- [Stored records]:

-*-

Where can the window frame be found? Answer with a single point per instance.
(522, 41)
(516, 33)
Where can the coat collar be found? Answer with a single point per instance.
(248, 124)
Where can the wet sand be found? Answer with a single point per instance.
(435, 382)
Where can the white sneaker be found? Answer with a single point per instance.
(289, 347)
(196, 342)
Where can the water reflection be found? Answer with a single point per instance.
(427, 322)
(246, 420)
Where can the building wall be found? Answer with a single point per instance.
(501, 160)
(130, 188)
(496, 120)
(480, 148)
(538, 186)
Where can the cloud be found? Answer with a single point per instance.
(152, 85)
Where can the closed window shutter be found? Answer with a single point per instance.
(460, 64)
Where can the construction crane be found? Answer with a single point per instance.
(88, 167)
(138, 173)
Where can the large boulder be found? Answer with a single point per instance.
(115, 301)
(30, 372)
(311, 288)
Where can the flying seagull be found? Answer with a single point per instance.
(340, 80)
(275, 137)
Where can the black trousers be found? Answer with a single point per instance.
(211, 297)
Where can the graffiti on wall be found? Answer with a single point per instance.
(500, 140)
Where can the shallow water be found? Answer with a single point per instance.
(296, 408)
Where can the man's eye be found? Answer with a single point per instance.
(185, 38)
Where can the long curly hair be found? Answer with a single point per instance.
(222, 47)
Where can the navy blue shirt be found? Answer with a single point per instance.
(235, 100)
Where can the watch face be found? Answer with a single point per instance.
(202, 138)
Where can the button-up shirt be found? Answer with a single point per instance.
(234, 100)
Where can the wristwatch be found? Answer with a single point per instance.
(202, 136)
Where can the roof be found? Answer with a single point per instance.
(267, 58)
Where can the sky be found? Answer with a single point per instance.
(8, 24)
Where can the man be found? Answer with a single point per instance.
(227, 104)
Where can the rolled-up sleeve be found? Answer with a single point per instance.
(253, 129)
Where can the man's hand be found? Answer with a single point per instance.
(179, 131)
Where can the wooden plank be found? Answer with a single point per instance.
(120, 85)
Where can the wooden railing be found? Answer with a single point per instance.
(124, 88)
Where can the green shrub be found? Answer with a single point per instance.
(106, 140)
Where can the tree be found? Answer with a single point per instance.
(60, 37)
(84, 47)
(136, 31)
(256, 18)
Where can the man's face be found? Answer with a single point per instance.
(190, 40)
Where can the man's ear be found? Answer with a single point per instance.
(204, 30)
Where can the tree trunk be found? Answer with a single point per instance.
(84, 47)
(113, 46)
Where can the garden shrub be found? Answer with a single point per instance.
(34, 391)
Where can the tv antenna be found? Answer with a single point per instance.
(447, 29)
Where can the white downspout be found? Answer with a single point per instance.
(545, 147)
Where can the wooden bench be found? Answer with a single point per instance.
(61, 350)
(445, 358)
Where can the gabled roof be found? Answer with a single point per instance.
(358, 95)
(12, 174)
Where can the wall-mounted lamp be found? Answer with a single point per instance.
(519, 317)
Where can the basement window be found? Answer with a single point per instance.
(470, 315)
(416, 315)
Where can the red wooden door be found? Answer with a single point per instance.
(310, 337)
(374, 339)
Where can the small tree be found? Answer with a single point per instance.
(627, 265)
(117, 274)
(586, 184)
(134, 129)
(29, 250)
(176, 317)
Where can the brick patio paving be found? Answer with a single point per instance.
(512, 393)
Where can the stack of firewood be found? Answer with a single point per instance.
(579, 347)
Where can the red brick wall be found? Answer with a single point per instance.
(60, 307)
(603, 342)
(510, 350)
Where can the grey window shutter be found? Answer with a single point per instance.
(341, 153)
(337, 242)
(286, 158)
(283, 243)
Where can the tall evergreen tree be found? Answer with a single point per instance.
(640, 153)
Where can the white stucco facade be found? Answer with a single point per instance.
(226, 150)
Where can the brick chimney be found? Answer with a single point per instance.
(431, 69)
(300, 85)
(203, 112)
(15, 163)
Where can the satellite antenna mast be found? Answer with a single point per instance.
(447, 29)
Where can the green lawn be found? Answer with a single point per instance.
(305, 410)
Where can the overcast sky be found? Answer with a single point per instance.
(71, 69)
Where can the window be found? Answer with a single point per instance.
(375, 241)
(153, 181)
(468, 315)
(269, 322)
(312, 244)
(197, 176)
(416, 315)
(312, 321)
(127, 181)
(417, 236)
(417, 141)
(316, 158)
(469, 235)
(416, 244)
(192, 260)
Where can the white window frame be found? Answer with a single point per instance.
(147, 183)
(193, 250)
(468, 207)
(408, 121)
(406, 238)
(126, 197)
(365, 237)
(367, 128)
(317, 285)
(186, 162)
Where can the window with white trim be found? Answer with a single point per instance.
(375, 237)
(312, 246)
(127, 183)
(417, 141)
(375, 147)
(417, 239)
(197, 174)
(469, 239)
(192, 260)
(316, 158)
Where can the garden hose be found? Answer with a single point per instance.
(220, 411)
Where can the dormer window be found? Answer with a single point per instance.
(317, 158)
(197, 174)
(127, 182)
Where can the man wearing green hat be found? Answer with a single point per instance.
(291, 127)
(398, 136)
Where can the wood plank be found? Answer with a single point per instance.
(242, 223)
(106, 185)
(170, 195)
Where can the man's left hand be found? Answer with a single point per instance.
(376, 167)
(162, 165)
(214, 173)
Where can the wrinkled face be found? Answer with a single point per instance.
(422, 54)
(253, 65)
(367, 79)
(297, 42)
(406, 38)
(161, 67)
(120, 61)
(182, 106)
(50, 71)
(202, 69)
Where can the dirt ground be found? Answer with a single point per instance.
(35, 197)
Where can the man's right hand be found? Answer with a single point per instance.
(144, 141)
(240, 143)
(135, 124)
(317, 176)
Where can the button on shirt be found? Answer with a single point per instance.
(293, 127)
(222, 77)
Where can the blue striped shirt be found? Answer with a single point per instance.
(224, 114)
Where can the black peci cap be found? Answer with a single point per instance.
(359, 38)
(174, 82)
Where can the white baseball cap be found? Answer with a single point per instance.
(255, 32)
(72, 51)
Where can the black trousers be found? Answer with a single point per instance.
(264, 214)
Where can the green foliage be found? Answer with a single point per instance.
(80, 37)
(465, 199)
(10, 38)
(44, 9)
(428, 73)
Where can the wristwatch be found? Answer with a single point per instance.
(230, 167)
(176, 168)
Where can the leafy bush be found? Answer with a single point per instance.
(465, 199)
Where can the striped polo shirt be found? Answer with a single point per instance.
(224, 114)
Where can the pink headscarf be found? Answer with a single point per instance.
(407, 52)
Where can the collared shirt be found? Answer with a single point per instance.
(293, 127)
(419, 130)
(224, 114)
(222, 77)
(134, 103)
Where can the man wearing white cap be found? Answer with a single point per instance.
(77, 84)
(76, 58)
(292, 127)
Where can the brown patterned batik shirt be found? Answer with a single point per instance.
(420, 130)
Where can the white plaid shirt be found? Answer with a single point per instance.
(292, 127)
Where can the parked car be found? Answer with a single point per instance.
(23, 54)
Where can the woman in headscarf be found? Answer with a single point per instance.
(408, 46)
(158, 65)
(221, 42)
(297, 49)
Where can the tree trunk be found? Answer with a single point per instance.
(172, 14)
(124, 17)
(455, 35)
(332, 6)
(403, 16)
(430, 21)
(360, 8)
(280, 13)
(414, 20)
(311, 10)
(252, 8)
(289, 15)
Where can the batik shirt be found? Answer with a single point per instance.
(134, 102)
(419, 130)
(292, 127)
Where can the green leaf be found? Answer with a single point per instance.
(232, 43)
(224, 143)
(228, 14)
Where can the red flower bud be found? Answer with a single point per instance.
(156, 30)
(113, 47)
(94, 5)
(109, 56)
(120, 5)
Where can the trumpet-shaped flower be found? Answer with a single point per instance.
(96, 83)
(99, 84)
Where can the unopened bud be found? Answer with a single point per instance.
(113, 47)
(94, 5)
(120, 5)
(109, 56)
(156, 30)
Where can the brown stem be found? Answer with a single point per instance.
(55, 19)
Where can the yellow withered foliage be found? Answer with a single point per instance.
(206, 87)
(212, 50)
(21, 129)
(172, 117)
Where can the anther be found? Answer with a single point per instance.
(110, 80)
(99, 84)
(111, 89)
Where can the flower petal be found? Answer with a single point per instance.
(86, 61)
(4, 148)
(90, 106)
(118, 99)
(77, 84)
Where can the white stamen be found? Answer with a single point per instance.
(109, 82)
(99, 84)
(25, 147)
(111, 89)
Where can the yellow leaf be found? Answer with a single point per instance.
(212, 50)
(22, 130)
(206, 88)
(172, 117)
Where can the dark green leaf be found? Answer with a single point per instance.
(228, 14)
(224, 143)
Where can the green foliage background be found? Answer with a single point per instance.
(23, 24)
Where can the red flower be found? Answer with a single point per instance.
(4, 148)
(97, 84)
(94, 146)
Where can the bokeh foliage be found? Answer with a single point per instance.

-*-

- [Task to complete]: Write out the data from the line containing "Where can the yellow leaf" through the final line, inclusive, with "red flower" replaced by "pink flower" and everything else unchanged.

- [Task result]:
Where can the yellow leaf be found? Answer with a single point per instance.
(212, 50)
(22, 130)
(206, 88)
(172, 117)
Where can the dark green leaf be found? Answer with a single point per instance.
(228, 14)
(224, 143)
Where can the green foliage background be found? Answer with a single point per instance.
(23, 24)
Where can the pink flower be found? Answer with a single point per instance.
(4, 148)
(97, 84)
(94, 146)
Where can the bokeh foliage be found? Answer with a single point per instance.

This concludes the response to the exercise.